Prolongez le texte sur les produits laitiers et les pathologies en reprenant après sa dernière phrase.

## Texte

══════════════════════════════

Produits laitiers et pathologies
Les autres intervenants se sont ensuite focalisés sur différentes pathologies afin de faire un état des connaissances scientifiques concernant les liens entre la consommation de produits laitiers et ces pathologies spécifiques.
Luigi Ricciardiello (Université de Bologne, Italie) insiste sur la solidité des preuves scientifiques montrant que les produits laitiers ont un effet protecteur vis-à-vis du cancer colorectal. Cet effet pourrait en partie être attribuable au calcium qui freinerait la prolifération et induirait l’apoptose des cellules tumorales. De façon intéressante, les essais scientifiques basés sur la supplémentation en calcium ne montrent pas d’effet protecteur vis-à-vis du cancer colorectal. Ces résultats incitent à penser que la matrice laitière jouerait un rôle clé dans l’action protectrice des produits laitiers vis-à-vis du cancer colorectal.
Emma Feeney (University College Dublin, Irelande) a réalisé quant à elle une étude examinant les effets de la matrice fromagère sur les marqueurs de la santé cardiaque. Après 6 semaines d’alimentation contrôlée en graisses saturées, en calcium et en protéines, les participants (tous âgés de plus de 50 ans et présentant un surpoids) qui ont consommé ces éléments sous forme de fromage au lait entier ont présenté des taux diminués de cholestérol total et de cholestérol LDL, comparativement à ceux les ayant consommés en dehors de la matrice fromagère (beurre + supplémentation en calcium et en protéines).
Andre Marette (Université de Laval, Canada) a mis en place des expérimentations sur des souris, dans l’objectif de comprendre les mécanismes à l’origine des effets protecteurs de la consommation de yaourt vis-à-vis du diabète de type 2. Il semblerait que les bénéfices sur le contrôle de la glycémie et la résistance à l’insuline soient en partie expliqués par des modifications du microbiote intestinal, consécutives à la consommation régulière de yaourt. Par ailleurs, le chercheur a aussi mis en évidence le rôle clé que pourrait jouer des composés produits par les bactéries lactiques du yaourt : les hydroxyacides à chaîne ramifiée, un métabolite présent naturellement dans le foie, mais dont la production est altérée par la prise de poids. L’abondance de ces hydroxyacides dans le foie serait associée à l’amélioration de la glycémie et des triglycérides hépatiques.

══════════════════════════════

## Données
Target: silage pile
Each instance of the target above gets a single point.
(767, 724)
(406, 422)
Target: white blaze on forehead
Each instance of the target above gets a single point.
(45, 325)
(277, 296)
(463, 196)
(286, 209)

══════════════════════════════

## Réponse
Pour finir, Sandra Iuliano, (Université de Melbourne, Australie) rappelle les résultats de l’intervention nutritionnelle de 2 ans qu’elle a menée auprès de plus de 7000 personnes âgées vivant en institution et présentant des apports en protéines et en calcium en dessous des recommandations. Chez les participants ayant consommé quotidiennement une moyenne de 3,5 portions* de produits laitiers par jour, comparativement à ceux n’ayant pas modifié leur apport en produits laitiers (2 portions* par jour), le risque de fracture a diminué de 33 %. On notera tout particulièrement la baisse du risque spécifique de fracture de la hanche de 46 %. Enfin, cette amélioration des apports calciques et protéiques par une consommation adéquate de lait, fromage et yaourt a aussi permis de diminuer significativement le risque de chute de 11 %.
En conclusion, des recherches complémentaires sont nécessaires pour mieux comprendre les mécanismes liés à l’effet matrice des produits laitiers. Par ailleurs, il est important d’insister sur le fait que les pathologies citées dans cet article sont multifactorielles et que, si les produits laitiers semblent jouer un rôle bénéfique pour éviter leur apparition, leur prévention passe, entre autres, par un mode de vie sain et une alimentation équilibrée (NDLR).
*A noter qu’1 portion, dans cette étude australienne, équivaut à environ 1,5 portion européenne de produits laitiers.